** GIVEN EXERCISE 1 **
Translate into Spanish this sentence from the thread on whether a complex number is real: "I prefer to write $\bar z$ for the conjugate of $z$."
** GIVEN EXERCISE 2 **
In the thread on whether a complex number is real, what result did the person asking get for the conjugate of $A$?

** SELECTED TEXT **

A complex number is real proof

Question

The question is whether this complex number is real: $A= \frac{z-uz*}{1-u} / z \neq z*, |u| = 1.$ For $A$ to be real,$ A* = A$ is necessary. I found $A* = - A$, which says that $A \in iIR$. But, the solution says it s real. I used this as part of my proof: $|u|^2 = uu*$ (* to denote the complex conjugate) This is what I did: $A*= \frac{z*-u*z}{1-u*} \rightarrow A*= \frac{z*-\frac{1}{u}z}{1-\frac{1}{u}} \rightarrow A*= \frac{\frac{uz*-z}{u}}{\frac{u-1}{u}} \rightarrow A*= \frac{uz*-z}{u-1} = -A$. We have $|u|=1 \rightarrow u* = \frac{1}{u}$

Answer 1

Let's see.

$A=\dfrac{z-u\bar z}{1-u}$. (I prefer to write $\bar z$ for the conjugate of $z$.)

So $\bar A=\overline {\dfrac{z-u\bar z}{\overline {1-u}}}=\dfrac{\bar z-\bar u z}{1-\bar u}=\dfrac{\bar z-\bar u z}{1-\bar u}\cdot\dfrac uu=\dfrac{u\bar z-z}{u-1}=A$.

Thus $A$ is real.

Answer 2

$A* = \frac{z*-(uz*)*}{1-u*} = \frac{z*-(\frac{1}{u*}z*)*}{1-\frac{1}{u}} =\frac{z* - \frac{z}{u}}{1-\frac{1}{u}} = \frac{z - z*u}{1-u} = A$

$u* = |u|^2/u = 1/u$

** DATA SHOWN **
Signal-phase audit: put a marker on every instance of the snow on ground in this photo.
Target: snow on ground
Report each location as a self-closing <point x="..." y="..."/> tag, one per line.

** EXPECTED ANSWER 1 **
Prefiero escribir $\bar z$ para el conjugado de $z$.

** EXPECTED ANSWER 2 **
They found $A* = -A$.